## COMPRUEBA TU COMPRENSIÓN
- A) Copia el fragmento del texto sobre la muerte que comienza en "Al cabo de unas" y termina después de "que me rodean.", y cambia "objetivo" por "propósito".
- B) Por favor, indica qué es practicar la muerte según las palabras de Montaigne citadas en el texto sobre la muerte.

Los días siguientes constantemente, esas palabras que me había dicho y que se habían quedado en mi cabeza volvían a mi. Y cuando esto ocurría, dejaba que la serenidad que me trasmitían me invadiera. No entendía el qué pero algo de ese momento, de ese día, de aquellas frases me atraía.

Al cabo de unas semanas entendí que me atraía la forma con la que él se estaba enfrentando a la muerte. Y entonces sentí que yo también quería eso. Que ese también tenía que ser mi objetivo: vivir plenamente y estar preparada para que cuando llegase pudiera sentir esa paz y trasmitir esa paz a los que me rodean.

Ojalá así sea.


Os dejo unos fragmentos de Montaigne sobre la impermanencia y la actitud ante la muerte:

“No hay lugar en la Tierra donde la muerte no pueda encontrarnos, por mucho que volvamos constantemente la cabeza en todas direcciones como si nos halláramos en una tierra extraña y sospechosa. […J Si hubiese alguna manera de resguardarse de los golpes de la muerte, no soy yo aquel que no lo haría. […] Pero es una locura pensar que se pueda conseguir eso.[…]

Los hombres vienen y van, trotan y danzan, y de la muerte ni una palabra. Todo muy bien. Sin embargo, cuando llega la muerte, a ellos, a sus esposas, sus hijos, sus amigos, y los sorprende desprevenidos, ¡qué tormentas de pasión no los abruman entonces, qué llantos, qué furor, qué desesperación! […]

Para empezar a privar a la muerte de su mayor ventaja sobre nosotros, adoptemos una actitud del todo opuesta a la común; privemos a la muerte de su extrañeza, frecuentémosla, acostumbrémonos a ella; no tengamos nada más presente en nuestros pensamientos que la muerte. […] No sabemos dónde nos espera la muerte: así pues, esperémosla en todas partes. Practicar la muerte es practicar la libertad. El hombre que ha aprendido a morir ha desaprendido a ser esclavo.”

## MATERIAL PROPORCIONADO
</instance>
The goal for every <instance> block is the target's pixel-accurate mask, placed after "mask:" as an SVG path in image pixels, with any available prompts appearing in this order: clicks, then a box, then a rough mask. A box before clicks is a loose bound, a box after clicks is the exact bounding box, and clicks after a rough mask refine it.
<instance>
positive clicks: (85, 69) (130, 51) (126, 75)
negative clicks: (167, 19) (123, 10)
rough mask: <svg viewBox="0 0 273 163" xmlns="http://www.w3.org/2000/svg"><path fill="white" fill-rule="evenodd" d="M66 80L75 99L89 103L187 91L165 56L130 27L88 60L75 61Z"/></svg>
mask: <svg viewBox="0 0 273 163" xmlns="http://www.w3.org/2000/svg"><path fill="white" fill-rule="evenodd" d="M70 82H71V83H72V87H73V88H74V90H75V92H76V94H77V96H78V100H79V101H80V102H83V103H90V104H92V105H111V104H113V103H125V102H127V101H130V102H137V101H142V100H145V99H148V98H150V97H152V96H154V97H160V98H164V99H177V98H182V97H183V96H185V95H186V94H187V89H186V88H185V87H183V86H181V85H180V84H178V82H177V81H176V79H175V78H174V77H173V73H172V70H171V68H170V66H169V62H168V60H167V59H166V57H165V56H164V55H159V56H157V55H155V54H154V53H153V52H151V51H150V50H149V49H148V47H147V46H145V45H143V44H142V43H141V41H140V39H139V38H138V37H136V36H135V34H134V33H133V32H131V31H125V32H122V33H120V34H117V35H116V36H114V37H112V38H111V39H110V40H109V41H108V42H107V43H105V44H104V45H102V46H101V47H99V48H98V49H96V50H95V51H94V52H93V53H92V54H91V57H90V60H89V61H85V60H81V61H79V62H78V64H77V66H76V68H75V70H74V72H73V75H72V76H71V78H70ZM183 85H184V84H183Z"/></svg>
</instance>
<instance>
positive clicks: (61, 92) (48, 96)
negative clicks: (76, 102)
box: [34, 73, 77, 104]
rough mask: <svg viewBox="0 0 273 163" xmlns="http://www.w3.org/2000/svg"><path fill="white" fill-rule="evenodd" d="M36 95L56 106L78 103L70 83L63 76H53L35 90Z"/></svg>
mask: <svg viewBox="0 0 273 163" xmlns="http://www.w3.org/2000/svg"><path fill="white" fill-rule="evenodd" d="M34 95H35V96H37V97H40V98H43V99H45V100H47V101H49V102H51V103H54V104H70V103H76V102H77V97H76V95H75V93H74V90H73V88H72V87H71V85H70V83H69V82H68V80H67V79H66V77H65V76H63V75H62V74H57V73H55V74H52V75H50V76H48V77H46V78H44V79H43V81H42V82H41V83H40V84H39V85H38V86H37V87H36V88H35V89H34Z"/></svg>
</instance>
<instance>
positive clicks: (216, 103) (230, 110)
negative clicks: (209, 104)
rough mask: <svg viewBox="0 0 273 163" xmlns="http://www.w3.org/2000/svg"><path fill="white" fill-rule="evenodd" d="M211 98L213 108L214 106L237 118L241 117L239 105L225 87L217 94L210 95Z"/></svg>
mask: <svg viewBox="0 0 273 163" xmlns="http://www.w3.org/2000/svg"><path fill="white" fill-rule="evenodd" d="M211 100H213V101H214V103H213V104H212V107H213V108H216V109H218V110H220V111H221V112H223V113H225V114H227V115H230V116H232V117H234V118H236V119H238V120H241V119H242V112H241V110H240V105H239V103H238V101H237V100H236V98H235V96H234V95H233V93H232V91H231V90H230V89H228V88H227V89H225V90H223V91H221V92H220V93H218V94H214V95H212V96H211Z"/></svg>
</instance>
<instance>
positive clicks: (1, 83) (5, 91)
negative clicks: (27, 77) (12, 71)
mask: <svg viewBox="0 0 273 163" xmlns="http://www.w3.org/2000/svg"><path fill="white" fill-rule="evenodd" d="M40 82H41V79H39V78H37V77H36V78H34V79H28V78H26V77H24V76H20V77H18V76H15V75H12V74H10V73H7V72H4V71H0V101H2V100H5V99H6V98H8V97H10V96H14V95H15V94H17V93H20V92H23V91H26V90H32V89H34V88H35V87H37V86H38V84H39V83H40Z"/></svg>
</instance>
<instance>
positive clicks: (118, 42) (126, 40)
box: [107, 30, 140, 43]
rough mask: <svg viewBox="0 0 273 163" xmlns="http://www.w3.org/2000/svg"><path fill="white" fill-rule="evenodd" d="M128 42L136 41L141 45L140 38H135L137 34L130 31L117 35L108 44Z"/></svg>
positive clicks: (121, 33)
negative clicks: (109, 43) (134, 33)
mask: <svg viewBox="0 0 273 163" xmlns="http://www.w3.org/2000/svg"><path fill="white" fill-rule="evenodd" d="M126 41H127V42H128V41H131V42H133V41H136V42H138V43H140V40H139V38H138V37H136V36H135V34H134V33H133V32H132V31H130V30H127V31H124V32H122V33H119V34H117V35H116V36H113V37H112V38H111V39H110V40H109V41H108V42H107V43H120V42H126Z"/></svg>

## PROBLEMAS RESUELTOS
- A)
Al cabo de unas semanas entendí que me atraía la forma con la que él se estaba enfrentando a la muerte. Y entonces sentí que yo también quería eso. Que ese también tenía que ser mi propósito: vivir plenamente y estar preparada para que cuando llegase pudiera sentir esa paz y trasmitir esa paz a los que me rodean.

- B) Practicar la muerte es practicar la libertad.